WHAT IS NEEDED:
Find each line in the material below that contains the string "target" and copy it out in full. Case counts.

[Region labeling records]
-------
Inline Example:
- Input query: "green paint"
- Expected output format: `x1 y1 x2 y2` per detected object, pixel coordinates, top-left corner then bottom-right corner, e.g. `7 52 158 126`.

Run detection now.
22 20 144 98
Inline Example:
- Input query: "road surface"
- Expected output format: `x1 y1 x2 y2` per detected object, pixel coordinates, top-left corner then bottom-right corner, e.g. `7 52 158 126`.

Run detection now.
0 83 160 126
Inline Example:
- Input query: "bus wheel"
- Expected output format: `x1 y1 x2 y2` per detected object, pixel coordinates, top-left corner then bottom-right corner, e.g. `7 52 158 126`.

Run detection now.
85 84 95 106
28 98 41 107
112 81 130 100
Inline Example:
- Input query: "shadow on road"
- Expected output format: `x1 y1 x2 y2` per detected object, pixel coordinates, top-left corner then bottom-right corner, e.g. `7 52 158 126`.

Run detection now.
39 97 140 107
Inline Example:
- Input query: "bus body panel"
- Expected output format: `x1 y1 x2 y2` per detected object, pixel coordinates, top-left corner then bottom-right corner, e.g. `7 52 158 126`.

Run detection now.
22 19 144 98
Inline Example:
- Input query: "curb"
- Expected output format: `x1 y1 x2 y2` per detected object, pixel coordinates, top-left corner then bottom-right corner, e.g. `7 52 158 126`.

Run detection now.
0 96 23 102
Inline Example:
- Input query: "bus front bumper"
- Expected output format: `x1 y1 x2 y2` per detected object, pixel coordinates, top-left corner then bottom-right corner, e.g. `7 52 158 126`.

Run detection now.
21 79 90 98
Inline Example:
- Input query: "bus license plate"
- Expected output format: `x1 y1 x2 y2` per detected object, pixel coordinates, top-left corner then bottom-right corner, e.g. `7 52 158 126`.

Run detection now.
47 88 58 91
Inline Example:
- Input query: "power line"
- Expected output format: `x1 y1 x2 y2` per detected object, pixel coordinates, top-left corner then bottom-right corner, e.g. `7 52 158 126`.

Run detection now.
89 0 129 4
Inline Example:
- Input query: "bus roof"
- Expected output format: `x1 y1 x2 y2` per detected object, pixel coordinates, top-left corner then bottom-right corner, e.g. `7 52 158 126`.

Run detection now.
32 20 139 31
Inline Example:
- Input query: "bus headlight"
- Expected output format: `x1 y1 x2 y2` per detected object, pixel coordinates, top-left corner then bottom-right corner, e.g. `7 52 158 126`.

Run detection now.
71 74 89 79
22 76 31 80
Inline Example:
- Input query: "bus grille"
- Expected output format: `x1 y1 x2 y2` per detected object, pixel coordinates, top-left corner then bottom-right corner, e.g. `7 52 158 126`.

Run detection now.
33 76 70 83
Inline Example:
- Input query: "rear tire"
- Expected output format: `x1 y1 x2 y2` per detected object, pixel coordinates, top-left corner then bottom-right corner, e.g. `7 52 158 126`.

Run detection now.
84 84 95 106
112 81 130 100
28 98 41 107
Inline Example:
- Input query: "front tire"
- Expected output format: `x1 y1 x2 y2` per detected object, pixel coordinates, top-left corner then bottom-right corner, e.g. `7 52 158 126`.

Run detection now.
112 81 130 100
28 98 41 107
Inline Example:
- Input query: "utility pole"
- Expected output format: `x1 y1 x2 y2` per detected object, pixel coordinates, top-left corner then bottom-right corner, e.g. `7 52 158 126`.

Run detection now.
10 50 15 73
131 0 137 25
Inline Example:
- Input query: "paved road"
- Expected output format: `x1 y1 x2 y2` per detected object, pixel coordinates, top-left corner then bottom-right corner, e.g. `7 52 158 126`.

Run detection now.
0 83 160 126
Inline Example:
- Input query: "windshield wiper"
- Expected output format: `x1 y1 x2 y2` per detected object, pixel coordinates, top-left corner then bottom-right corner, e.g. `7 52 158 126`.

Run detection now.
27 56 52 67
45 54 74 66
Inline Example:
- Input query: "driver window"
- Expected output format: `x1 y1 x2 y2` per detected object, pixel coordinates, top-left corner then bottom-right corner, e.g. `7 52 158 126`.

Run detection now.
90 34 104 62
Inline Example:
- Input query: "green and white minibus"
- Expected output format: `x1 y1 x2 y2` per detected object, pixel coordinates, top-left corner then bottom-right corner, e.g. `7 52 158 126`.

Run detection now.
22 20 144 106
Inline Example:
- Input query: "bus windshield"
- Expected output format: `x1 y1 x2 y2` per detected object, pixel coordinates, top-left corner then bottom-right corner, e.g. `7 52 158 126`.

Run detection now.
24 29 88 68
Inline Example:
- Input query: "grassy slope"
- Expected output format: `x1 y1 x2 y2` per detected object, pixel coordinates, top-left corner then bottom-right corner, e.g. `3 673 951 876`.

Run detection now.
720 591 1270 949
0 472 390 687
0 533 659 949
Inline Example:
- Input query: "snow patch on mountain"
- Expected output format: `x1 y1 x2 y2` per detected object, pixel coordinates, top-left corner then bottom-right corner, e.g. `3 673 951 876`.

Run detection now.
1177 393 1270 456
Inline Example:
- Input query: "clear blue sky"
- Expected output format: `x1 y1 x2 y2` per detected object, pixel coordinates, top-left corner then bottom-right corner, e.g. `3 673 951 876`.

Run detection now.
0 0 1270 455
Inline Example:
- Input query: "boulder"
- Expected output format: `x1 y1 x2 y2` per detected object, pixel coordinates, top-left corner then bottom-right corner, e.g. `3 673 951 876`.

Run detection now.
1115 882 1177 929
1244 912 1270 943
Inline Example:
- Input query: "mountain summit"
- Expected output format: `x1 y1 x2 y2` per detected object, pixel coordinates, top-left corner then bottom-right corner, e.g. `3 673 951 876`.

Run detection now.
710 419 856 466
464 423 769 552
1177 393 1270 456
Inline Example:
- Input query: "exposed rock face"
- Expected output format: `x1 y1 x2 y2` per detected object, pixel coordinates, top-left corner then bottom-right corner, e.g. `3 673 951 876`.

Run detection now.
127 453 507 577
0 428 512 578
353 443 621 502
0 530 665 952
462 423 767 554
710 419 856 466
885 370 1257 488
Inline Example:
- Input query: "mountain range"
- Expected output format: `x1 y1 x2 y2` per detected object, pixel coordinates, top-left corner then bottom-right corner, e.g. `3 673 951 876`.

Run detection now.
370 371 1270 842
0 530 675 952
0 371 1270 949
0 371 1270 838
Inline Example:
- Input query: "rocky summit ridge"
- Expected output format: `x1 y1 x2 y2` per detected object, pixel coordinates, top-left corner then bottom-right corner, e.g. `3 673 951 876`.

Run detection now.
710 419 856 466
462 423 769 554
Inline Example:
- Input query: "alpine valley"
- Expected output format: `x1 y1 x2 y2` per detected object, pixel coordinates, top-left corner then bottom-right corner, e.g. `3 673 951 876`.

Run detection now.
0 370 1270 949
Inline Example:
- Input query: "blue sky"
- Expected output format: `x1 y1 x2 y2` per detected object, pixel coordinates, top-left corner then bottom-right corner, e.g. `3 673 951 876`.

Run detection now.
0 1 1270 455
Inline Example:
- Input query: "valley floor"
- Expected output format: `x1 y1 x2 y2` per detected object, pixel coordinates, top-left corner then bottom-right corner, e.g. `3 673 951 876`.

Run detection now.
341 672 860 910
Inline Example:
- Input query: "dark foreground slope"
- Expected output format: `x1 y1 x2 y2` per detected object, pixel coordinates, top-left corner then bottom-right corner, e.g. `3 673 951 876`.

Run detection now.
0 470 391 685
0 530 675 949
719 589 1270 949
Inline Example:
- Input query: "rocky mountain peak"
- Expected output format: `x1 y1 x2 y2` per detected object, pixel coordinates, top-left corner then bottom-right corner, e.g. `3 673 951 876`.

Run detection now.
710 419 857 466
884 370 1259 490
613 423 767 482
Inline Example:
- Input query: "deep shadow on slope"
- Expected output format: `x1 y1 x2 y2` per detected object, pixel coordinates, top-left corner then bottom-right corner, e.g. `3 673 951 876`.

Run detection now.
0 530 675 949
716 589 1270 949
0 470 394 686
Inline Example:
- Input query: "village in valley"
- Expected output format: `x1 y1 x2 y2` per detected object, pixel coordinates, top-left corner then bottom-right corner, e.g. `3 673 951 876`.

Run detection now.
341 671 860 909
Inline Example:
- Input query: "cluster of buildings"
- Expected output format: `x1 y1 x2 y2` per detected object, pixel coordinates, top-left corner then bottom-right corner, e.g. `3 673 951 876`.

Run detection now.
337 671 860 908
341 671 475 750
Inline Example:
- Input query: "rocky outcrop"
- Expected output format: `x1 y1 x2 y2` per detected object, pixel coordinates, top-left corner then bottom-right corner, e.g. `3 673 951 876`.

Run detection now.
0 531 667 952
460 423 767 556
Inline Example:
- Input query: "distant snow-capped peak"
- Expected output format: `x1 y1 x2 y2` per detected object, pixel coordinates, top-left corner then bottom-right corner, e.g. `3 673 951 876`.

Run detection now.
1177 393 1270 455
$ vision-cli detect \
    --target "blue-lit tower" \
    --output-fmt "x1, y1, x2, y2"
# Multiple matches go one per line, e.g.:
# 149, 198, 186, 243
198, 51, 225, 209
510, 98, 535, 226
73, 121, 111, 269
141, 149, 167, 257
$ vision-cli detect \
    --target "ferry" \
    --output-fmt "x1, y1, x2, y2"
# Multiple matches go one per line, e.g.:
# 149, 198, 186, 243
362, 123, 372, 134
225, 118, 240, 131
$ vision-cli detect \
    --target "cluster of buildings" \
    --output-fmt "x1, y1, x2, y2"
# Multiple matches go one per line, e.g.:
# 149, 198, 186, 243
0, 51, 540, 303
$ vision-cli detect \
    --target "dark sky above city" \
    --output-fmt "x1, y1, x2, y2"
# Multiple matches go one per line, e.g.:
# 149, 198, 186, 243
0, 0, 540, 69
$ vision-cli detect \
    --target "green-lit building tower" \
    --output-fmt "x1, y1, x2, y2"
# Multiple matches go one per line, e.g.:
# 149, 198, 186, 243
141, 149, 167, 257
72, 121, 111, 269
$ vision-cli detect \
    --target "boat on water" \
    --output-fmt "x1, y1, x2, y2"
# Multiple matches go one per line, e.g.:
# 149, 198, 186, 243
-------
EXPECTED OUTPUT:
    --target "blue-lit tower" \
    --target "ferry" \
    --target "cluster of buildings" \
    --target "dark sky above city" \
    --target "green-lit building tower" \
    --target "boat on water" \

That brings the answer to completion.